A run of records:
+++
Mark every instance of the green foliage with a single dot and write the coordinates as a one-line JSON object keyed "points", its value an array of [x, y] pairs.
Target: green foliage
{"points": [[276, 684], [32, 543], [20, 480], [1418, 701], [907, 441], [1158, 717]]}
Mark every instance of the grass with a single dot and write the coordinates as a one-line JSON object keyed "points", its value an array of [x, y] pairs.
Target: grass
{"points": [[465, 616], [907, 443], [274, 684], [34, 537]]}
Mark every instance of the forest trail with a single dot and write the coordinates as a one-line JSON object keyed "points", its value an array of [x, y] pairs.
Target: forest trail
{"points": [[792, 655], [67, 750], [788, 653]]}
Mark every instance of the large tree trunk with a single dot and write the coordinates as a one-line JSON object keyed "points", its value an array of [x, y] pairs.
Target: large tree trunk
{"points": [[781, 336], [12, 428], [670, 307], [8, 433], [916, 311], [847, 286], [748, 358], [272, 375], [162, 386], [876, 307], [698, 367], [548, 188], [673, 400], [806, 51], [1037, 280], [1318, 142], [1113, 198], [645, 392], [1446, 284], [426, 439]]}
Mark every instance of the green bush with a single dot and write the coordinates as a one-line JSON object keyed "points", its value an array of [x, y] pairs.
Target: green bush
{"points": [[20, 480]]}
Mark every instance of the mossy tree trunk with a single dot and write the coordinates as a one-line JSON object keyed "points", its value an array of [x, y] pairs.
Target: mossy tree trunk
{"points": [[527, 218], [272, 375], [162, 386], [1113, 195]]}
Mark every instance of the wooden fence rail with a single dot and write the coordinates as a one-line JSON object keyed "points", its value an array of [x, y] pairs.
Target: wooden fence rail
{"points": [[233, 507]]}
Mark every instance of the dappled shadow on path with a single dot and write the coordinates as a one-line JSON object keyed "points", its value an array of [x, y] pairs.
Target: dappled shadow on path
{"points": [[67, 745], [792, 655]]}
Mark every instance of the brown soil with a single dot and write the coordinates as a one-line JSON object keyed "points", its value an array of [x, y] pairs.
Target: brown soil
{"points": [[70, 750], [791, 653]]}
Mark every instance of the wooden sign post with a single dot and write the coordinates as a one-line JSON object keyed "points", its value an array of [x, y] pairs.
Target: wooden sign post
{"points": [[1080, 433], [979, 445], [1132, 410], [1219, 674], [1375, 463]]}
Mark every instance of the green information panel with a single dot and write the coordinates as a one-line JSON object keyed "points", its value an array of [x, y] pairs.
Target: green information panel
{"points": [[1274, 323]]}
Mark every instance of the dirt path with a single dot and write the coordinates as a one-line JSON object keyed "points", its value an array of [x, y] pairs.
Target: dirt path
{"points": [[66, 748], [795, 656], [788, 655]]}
+++
▸ EXERCISE OBJECTIVE
Can you give the items above as a JSON list of strings, with one string per line and no blank lines?

▸ EXERCISE OUTPUT
[
  "Mark every instance of the green foliage with a single dot and write the coordinates as a one-line JSON object keyed \"points\", its value an array of [x, y] pairs.",
  "Target: green foliage",
  "{\"points\": [[276, 684], [32, 543], [20, 480], [1418, 701], [907, 441], [1158, 717]]}",
  "Mark every instance of the grass with a single dot and write the coordinates as a one-line JSON object keyed \"points\", its value an array of [x, y] pairs.",
  "Target: grass",
  "{\"points\": [[465, 616], [907, 443], [274, 684], [34, 537]]}",
  "Mark every instance of the forest trail with a single dot and write the coordinates as a one-line JSON object keyed \"points\", its value an array of [x, y] pairs.",
  "Target: forest trail",
  "{\"points\": [[792, 655], [67, 750], [788, 653]]}",
  "Mark every instance of the large tree trunk with a single dot and write the coordinates as a one-line JSON object keyed \"points\", its value an array of [x, y] pairs.",
  "Target: large tree trunk",
  "{\"points\": [[781, 336], [12, 428], [670, 307], [8, 433], [916, 311], [847, 286], [748, 358], [272, 375], [162, 386], [876, 307], [698, 367], [548, 188], [673, 400], [806, 51], [1037, 280], [1318, 142], [1113, 198], [645, 392], [1446, 284], [426, 439]]}",
  "Mark every instance of the green bush with a single dot and write the coordinates as a one-line JSON object keyed \"points\", its value an array of [x, y] pairs.",
  "Target: green bush",
  "{\"points\": [[20, 480]]}",
  "Mark every instance of the mossy tree trunk with a single dot and write the coordinates as a one-line JSON object keyed \"points\", its value an array of [x, y] pairs.",
  "Target: mossy tree trunk",
  "{\"points\": [[527, 218], [272, 375], [162, 386], [1113, 195]]}",
  "Mark every instance of the wooden fence rail with a single dot and write the coordinates as a one-line JSON object keyed \"points\", its value an array of [x, y] pairs.",
  "Target: wooden fence rail",
  "{\"points\": [[233, 507]]}",
  "Mark every instance of the dappled shadow on path with a single dot and write the coordinates as a one-line JSON object keyed \"points\", its value an array of [x, y] pairs.",
  "Target: dappled shadow on path",
  "{\"points\": [[67, 745], [792, 655]]}",
  "Mark every instance of the brown soil with a single dot and write the coordinates as a one-line JSON object keyed \"points\", its value an array of [x, y] pairs.",
  "Target: brown soil",
  "{\"points\": [[70, 750], [791, 653]]}",
  "Mark every instance of the wooden sign post with a single dot and write the coordinates as a one-line JSON object keyed \"points\", its value an array of [x, y] pairs.",
  "Target: wooden sign post",
  "{\"points\": [[1080, 433], [979, 445], [1132, 410], [1219, 674], [1375, 463]]}",
  "Mark every instance of the green information panel with a single dot and write the coordinates as a one-line JSON object keyed \"points\", its value an array of [x, y] pairs.",
  "Target: green information panel",
  "{\"points\": [[1274, 323]]}",
  "Mark every instance of the dirt path with a single dot and write the coordinates as a one-line JSON object keyed \"points\", its value an array of [x, y] pairs.",
  "Target: dirt path",
  "{\"points\": [[66, 748], [795, 656], [788, 655]]}"
]